— WHAT IS EXPECTED —
Nothing in the records should differ when they are repeated. Restate them word for word.

— GIVEN RECORDS —
-----

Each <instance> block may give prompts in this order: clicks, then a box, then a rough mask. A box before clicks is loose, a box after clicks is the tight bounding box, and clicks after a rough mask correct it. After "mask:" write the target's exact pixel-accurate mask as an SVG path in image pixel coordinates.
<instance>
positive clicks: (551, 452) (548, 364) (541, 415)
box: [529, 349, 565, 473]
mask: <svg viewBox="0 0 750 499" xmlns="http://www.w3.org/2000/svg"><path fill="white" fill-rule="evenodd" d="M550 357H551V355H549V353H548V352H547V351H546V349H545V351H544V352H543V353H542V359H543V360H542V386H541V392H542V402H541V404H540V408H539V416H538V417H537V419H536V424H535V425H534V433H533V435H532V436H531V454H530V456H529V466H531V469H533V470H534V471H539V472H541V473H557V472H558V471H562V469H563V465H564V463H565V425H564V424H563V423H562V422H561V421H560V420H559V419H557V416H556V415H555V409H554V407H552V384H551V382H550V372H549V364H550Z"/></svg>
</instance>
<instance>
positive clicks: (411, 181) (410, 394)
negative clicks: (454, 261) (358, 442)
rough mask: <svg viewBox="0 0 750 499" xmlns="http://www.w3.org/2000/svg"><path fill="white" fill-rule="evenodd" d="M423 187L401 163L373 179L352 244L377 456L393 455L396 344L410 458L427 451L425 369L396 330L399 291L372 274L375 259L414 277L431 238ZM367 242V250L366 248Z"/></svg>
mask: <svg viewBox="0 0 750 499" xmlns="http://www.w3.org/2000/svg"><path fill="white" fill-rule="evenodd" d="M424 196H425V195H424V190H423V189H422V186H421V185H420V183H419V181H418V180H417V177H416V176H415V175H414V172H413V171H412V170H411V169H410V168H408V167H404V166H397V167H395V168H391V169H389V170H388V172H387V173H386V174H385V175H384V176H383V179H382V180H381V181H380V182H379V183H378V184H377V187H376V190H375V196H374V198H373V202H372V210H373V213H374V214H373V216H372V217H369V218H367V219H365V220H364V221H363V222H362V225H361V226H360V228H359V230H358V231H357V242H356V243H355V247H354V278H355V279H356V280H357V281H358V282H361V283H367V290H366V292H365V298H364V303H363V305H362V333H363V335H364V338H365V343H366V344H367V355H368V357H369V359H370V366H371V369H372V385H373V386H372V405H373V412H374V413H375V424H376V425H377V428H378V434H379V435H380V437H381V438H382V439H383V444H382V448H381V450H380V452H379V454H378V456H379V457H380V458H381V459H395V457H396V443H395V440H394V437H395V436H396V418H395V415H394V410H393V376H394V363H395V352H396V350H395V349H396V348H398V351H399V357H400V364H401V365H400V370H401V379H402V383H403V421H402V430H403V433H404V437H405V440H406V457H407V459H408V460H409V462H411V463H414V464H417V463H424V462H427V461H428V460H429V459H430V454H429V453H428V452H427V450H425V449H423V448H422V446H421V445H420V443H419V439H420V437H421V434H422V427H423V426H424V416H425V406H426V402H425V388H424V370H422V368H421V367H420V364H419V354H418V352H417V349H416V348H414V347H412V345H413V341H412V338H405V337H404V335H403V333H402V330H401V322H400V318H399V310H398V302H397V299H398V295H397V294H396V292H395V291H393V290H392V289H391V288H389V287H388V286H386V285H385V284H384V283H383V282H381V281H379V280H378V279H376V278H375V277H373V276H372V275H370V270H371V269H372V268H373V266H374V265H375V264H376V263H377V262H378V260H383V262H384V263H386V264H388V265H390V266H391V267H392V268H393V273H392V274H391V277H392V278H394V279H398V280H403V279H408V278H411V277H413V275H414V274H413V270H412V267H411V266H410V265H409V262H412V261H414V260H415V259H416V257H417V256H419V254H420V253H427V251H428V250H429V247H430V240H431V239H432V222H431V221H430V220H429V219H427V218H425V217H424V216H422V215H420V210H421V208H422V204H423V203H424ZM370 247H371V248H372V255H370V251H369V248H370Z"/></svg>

-----

— SOLVED EXERCISE —
Each <instance> block may give prompts in this order: clicks, then a box, then a rough mask. A box before clicks is loose, a box after clicks is the tight bounding box, and clicks after a rough mask correct it. After "mask:" write the target's exact pixel-accurate mask as an SVG path in image pixel coordinates.
<instance>
positive clicks: (551, 452) (548, 364) (541, 415)
box: [529, 349, 565, 473]
mask: <svg viewBox="0 0 750 499" xmlns="http://www.w3.org/2000/svg"><path fill="white" fill-rule="evenodd" d="M550 357H551V355H549V353H548V352H547V351H546V349H545V351H544V352H543V353H542V359H543V360H542V386H541V392H542V402H541V404H540V408H539V416H538V417H537V419H536V424H535V425H534V433H533V435H532V436H531V454H530V456H529V466H531V469H533V470H534V471H539V472H541V473H557V472H558V471H562V469H563V465H564V463H565V425H564V424H563V423H562V422H561V421H560V420H559V419H557V416H556V415H555V409H554V407H552V384H551V382H550V372H549V364H550Z"/></svg>
</instance>
<instance>
positive clicks: (411, 181) (410, 394)
negative clicks: (454, 261) (358, 442)
rough mask: <svg viewBox="0 0 750 499" xmlns="http://www.w3.org/2000/svg"><path fill="white" fill-rule="evenodd" d="M423 187L401 163L373 179L352 244L377 456L393 455L396 344L410 458L427 451L425 369L396 330L399 291L372 274L375 259L414 277L431 238ZM367 242V250L366 248Z"/></svg>
mask: <svg viewBox="0 0 750 499" xmlns="http://www.w3.org/2000/svg"><path fill="white" fill-rule="evenodd" d="M424 196H425V195H424V190H423V189H422V186H421V185H420V183H419V181H418V180H417V177H416V176H415V175H414V172H413V171H412V170H411V169H410V168H408V167H404V166H397V167H395V168H391V169H389V170H388V172H387V173H386V174H385V175H384V176H383V179H382V180H381V181H380V182H379V183H378V184H377V187H376V190H375V196H374V198H373V202H372V210H373V213H374V214H373V216H372V217H369V218H367V219H365V220H364V221H363V222H362V225H361V226H360V228H359V230H358V231H357V242H356V243H355V247H354V278H355V279H356V280H357V281H358V282H361V283H367V290H366V292H365V298H364V303H363V305H362V333H363V335H364V338H365V343H366V344H367V355H368V357H369V359H370V366H371V369H372V385H373V386H372V405H373V412H374V413H375V424H376V425H377V428H378V434H379V435H380V437H381V438H382V439H383V444H382V448H381V450H380V452H379V454H378V456H379V457H380V458H381V459H395V457H396V443H395V440H394V437H395V436H396V418H395V415H394V410H393V376H394V363H395V352H396V350H395V349H396V348H398V351H399V357H400V364H401V365H400V370H401V379H402V383H403V421H402V430H403V433H404V437H405V440H406V457H407V459H408V460H409V462H411V463H414V464H417V463H424V462H427V461H428V460H429V459H430V454H429V453H428V452H427V450H425V449H423V448H422V446H421V445H420V443H419V439H420V437H421V434H422V427H423V426H424V416H425V406H426V402H425V388H424V370H422V368H421V367H420V364H419V354H418V352H417V349H416V348H414V347H412V345H413V341H412V338H405V337H404V335H403V333H402V330H401V322H400V318H399V310H398V302H397V299H398V295H397V294H396V292H395V291H393V290H392V289H391V288H389V287H388V286H386V285H385V284H384V283H383V282H381V281H379V280H378V279H376V278H375V277H373V276H372V275H370V270H371V269H372V268H373V266H374V265H375V264H376V263H377V262H378V260H383V262H384V263H386V264H388V265H390V266H391V267H392V268H393V273H392V274H391V277H392V278H394V279H398V280H403V279H408V278H411V277H413V275H414V274H413V270H412V267H411V266H410V265H409V262H412V261H414V260H415V259H416V257H417V256H419V254H420V253H427V251H428V250H429V247H430V240H431V239H432V222H431V221H430V220H429V219H427V218H425V217H424V216H422V215H420V210H421V208H422V204H423V203H424ZM370 247H371V248H372V255H370V251H369V248H370Z"/></svg>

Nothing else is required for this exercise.